(Entries taken from a collection)
※

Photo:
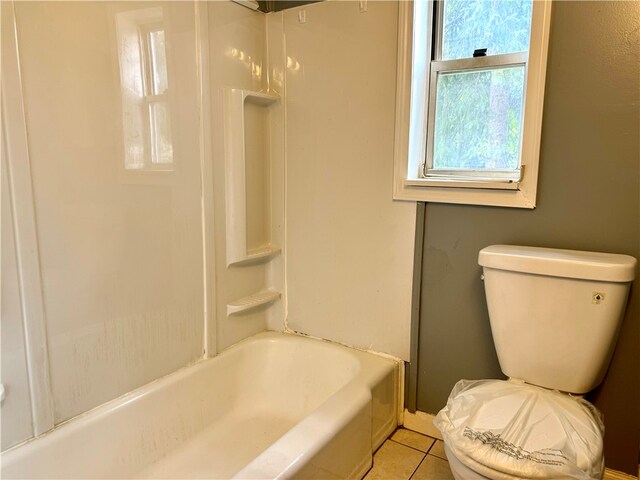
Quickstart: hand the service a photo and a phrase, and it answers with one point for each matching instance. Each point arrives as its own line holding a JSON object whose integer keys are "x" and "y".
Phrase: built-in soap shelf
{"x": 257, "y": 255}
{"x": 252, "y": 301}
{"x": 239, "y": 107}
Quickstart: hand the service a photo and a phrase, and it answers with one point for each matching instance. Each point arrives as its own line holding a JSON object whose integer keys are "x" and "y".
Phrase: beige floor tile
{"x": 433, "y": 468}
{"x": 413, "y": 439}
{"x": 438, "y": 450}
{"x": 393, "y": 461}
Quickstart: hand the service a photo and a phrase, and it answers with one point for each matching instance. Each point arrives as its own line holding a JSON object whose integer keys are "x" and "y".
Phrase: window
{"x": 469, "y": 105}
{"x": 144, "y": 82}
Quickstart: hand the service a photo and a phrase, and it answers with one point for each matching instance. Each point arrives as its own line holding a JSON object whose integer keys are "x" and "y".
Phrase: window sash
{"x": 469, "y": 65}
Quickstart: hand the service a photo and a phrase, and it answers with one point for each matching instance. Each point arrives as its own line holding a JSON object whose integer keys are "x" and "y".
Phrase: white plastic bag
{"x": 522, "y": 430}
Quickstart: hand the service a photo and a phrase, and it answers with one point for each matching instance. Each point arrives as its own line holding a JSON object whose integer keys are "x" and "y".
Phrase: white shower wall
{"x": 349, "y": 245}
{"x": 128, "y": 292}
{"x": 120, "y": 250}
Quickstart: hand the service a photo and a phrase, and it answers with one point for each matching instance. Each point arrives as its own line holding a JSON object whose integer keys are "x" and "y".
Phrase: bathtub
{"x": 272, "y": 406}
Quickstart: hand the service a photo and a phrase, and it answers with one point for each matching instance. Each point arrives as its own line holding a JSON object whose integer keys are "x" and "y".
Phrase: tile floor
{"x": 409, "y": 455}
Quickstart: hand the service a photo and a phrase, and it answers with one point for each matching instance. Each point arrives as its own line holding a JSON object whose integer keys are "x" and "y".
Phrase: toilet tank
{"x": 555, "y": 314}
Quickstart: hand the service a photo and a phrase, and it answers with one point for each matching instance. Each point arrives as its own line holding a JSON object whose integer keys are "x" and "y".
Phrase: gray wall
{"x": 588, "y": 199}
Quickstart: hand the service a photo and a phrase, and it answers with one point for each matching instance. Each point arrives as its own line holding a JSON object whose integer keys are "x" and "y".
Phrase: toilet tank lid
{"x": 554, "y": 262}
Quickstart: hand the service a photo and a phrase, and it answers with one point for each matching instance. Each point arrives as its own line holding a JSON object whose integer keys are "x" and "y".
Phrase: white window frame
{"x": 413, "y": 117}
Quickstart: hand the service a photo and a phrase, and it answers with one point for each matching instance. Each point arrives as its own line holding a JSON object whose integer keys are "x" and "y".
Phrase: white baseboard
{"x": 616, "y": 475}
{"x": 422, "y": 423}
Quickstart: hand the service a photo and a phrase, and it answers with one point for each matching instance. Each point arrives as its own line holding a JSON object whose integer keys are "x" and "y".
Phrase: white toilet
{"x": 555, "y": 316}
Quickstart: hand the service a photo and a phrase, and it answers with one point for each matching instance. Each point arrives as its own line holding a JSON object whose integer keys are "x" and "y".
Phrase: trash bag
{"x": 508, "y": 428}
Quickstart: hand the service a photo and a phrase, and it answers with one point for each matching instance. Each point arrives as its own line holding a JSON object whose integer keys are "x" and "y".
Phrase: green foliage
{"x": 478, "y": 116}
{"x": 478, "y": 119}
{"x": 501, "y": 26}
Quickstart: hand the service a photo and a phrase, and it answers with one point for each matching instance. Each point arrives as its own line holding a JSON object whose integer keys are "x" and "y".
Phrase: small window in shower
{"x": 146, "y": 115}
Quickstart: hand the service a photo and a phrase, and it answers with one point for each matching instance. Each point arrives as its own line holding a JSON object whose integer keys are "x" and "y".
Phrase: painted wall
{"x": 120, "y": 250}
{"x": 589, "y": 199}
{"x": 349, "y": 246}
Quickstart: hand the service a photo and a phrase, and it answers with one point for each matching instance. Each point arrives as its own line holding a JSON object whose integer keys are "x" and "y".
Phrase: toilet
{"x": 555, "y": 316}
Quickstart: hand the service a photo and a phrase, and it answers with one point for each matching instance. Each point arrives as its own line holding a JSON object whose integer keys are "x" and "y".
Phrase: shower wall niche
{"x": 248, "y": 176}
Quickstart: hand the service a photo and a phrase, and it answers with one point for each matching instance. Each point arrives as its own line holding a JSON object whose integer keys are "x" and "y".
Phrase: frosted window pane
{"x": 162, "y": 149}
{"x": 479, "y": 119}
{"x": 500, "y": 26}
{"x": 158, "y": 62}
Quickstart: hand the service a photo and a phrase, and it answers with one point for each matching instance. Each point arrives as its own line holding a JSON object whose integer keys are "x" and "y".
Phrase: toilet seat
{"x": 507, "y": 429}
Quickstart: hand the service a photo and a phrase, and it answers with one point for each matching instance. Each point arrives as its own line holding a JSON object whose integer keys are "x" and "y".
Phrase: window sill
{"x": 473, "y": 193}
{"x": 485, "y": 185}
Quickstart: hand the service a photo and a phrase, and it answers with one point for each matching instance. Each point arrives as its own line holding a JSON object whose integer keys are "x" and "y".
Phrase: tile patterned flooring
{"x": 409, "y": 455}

※

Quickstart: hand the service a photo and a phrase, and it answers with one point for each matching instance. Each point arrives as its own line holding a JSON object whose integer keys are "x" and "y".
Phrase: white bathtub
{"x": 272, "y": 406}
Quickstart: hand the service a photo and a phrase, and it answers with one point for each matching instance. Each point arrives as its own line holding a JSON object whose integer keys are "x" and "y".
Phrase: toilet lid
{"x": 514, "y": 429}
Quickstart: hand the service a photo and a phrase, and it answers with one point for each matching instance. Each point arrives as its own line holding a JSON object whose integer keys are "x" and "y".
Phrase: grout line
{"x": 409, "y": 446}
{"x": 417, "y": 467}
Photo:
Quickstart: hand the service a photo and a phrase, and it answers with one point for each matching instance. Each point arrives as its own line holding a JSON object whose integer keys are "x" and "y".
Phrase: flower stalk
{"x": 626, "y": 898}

※

→ What you should do:
Extract every line of the records that contains the string "bathtub". Case counts.

→ Answer for the task:
Phrase: bathtub
Phrase: white bathtub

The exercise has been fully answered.